▶ Your instructions
Below are the records; give the number of lines in them that include the word "envelope", and nothing more.
==== Exercise material ====
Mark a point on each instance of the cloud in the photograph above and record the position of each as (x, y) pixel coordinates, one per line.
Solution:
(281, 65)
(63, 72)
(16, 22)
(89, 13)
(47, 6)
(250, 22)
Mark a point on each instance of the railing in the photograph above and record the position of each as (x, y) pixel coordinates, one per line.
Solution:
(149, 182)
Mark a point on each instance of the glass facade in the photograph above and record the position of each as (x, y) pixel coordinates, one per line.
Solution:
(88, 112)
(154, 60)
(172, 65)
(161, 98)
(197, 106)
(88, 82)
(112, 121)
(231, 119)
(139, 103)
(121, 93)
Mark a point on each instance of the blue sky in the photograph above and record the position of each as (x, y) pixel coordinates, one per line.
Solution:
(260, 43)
====
==== Exercise material ====
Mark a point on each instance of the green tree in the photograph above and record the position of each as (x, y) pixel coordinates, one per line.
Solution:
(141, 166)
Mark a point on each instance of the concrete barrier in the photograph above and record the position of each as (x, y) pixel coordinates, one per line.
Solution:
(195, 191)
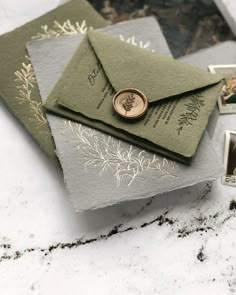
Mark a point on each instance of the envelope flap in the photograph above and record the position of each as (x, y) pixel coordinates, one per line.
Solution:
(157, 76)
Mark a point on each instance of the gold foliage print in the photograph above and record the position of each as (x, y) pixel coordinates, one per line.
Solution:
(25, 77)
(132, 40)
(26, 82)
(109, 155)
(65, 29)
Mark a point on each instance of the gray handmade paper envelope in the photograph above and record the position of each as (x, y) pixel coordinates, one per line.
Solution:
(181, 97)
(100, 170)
====
▶ Result
2